Start of PASSAGE GIVEN
As for the ingredients used, they are always disgusting. Fish roe, lobster brains, squid ink, you name it. When they have ducks around, they don't use the meat, like normal humans. Out come the beaks, feet, kidneys, heads, eyes, and similar offal. Where do these savages come from? Can't these people use things that don't induce vomiting, like vegetables, rice, and things that aren't so gooey? I know Japan is a seafood nation, but really, grow some damn asparagus and keep the show from looking like an unedited episode of Quincy.
The commentary is amusingly dubbed into English, for us thick American viewers. The voice actors that replace the original dialogue always go overboard. Really, do we need things like laughter to be redubbed into English? It sounds incredibly embarrassing. The original lead commentator, Kenji Fukui, is constantly, constantly, constantly, interrupted by a supposed roving floor reporter named Ohta. Ohta constantly breaks into the running commentary by saying "Fukui San?". I've counted upwards of 50 interruptions during the course of 40+ minutes of program time. If Ohta's interruptions were to be turned into a drinking game, I'd be plastered by the 20 minute mark. I invite others to try it, but I know I wouldn't last. It's painfully oppressive. I'm also suspicious of this Ohta guy even really being on the floor during the competition. I've never seen him out there on the cooking floor during the competition, only during interviews.
Upon the completion of cooking, the plates are submitted to the judges for commentary. The judge's panel is normally comprised of local Japanese actors, actresses, artists, and some crone introduced as a "fortune teller". Upon the tasting, the judges overuse the words "flavor", "salty", or "spicy". After the tasting, the winner is determined - or not. Sometimes, there's a tie, and guess what - that means they go into overtime! Worse yet, the overtime isn't edited into the original episode, it comes in a later broadcast! Thanks for leaving us hanging. Shut up and eat your sea urchin.
End of PASSAGE GIVEN
# STATED PROBLEM 1
Retype everything in the cooking show review from "Upon the completion" down to "your sea urchin.".
# STATED PROBLEM 2
According to the cooking show review, who is the original lead commentator?
# STATED PROBLEM 3
Please pick up the cooking show review after its last sentence and keep it going.
Start of DATA SHOWN
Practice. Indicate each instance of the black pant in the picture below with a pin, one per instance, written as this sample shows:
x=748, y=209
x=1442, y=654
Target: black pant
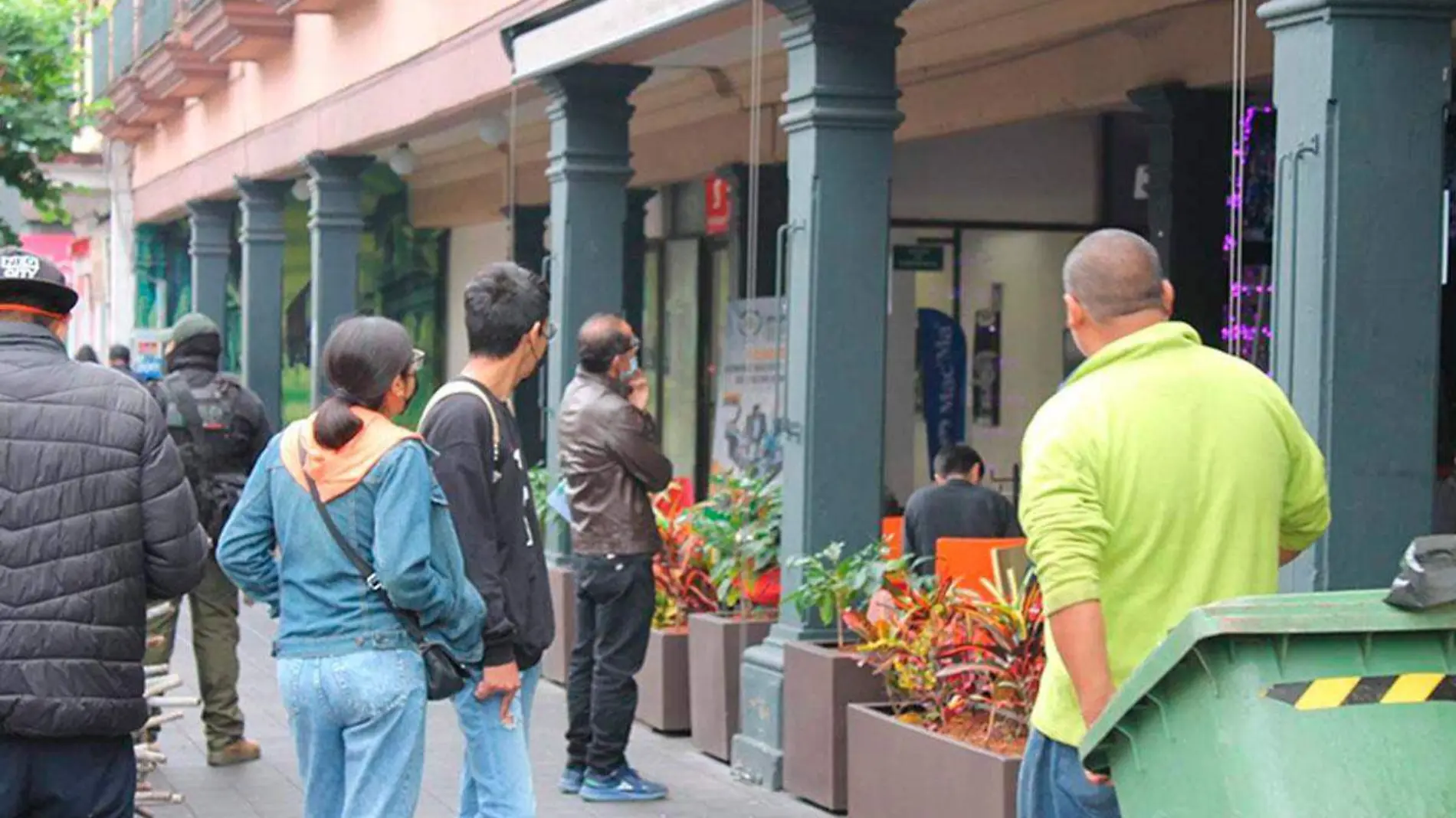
x=615, y=598
x=67, y=777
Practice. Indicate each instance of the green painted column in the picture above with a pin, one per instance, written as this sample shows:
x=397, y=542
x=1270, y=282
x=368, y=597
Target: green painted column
x=841, y=121
x=262, y=237
x=212, y=250
x=335, y=231
x=590, y=166
x=1360, y=87
x=529, y=237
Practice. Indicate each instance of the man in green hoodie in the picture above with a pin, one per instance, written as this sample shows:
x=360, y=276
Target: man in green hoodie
x=1164, y=476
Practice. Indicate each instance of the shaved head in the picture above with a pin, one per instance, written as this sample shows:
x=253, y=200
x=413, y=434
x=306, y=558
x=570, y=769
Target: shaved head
x=1114, y=274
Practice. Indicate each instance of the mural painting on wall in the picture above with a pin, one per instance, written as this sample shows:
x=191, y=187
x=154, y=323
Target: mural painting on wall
x=941, y=365
x=401, y=276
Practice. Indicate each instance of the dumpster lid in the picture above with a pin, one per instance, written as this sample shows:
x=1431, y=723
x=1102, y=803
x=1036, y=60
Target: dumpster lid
x=1331, y=612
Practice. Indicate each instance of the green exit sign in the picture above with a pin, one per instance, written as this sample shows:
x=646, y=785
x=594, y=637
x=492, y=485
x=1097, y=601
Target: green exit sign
x=920, y=258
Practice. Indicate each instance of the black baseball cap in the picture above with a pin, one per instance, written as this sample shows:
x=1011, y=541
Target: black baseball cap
x=34, y=284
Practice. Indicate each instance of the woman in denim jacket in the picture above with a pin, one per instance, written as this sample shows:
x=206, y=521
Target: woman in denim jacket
x=349, y=674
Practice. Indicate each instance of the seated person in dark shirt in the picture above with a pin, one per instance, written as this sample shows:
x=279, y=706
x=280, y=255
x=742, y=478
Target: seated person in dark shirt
x=957, y=506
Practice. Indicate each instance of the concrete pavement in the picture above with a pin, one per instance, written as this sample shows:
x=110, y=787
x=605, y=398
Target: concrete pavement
x=271, y=789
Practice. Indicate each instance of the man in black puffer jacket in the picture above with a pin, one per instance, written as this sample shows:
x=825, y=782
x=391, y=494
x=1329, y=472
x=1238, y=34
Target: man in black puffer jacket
x=95, y=520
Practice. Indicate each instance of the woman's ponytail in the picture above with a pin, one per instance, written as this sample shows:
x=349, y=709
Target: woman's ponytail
End of DATA SHOWN
# EXERCISE OUTPUT 1
Upon the completion of cooking, the plates are submitted to the judges for commentary. The judge's panel is normally comprised of local Japanese actors, actresses, artists, and some crone introduced as a "fortune teller". Upon the tasting, the judges overuse the words "flavor", "salty", or "spicy". After the tasting, the winner is determined - or not. Sometimes, there's a tie, and guess what - that means they go into overtime! Worse yet, the overtime isn't edited into the original episode, it comes in a later broadcast! Thanks for leaving us hanging. Shut up and eat your sea urchin.

# EXERCISE OUTPUT 2
Kenji Fukui.

# EXERCISE OUTPUT 3
Storm Chasers
A new favorite show of mine from the Discovery Channel, it chronicles the ongoing quests of several tornado chasing teams as they traverse the featureless terrain of tornado alley during the summer storm season. Season after season, a poor bastard named Sean Casey tries to drive his tank-like "Tornado Intercept Vehicle" (TIV) into the middle of a tornado, with the intention of finishing an IMAX film, into which he has already sunk oodles of money. Unfortunately, Casey's TIV is guided by the apparently hapless tornado scientist Josh Wurman, who, despite his doctorate and years of expertise, can't seem to successfully guide Casey into that ultimate moment of intercepting a tornado. Come on already, Wurman's got a doppler radar unit in his vehicle, and he still can't lead Casey into a tornado after five years? Something must be said for the level of expertise here.
Conversely, a "rival" team of chasers, who merely seek to film tornadoes and sell the footage to news stations, is headed by an ambitious guy named Reed Tiller, who was actually one of Wurman's students. This team can't seem to miss tornadoes, in that they find themselves trying to escape them more than find them. Wouldn't Casey's IMAX project be best served by following this team? I don't get it. Regardless, I keep tuning in each week to see if Casey might finally get his ultimate tornado footage, though it seems like a destiny unfulfilled. Now the season finale is upon us, and I doubt he'll get his wish.

The Girls Next Door
Yes, yet another disturbing reality show. This one showcases the three (soon to be booted) blond girlfriends that live as sycophants, concubines, and attendants to the old and dirty Hugh Hefner. Some males hate the show out of jealousy, because the ol' bastard has everything he wants in the world, including his harem. Other males like the show, perhaps to live out personal fantasies or something. I have yet to figure out why anyone would want to watch an old fart have unlimited sexual access to young girls in a mansion that most people couldn't afford to see, let alone visit or purchase. Now Hef has roped in a set of twins, though apparently the original three girls, while they are likely out of the Hef bedroom, have signed onto another season of this tripe. I don't understand it, like it, or care about it, and frankly can't wait for Hefner to just finally die. I mean, really, this guy looks like an ash tray after a long poker night. I can't even say "Dry up and die already", because he's already completed step one. Let's go with step two.

More to come, as always...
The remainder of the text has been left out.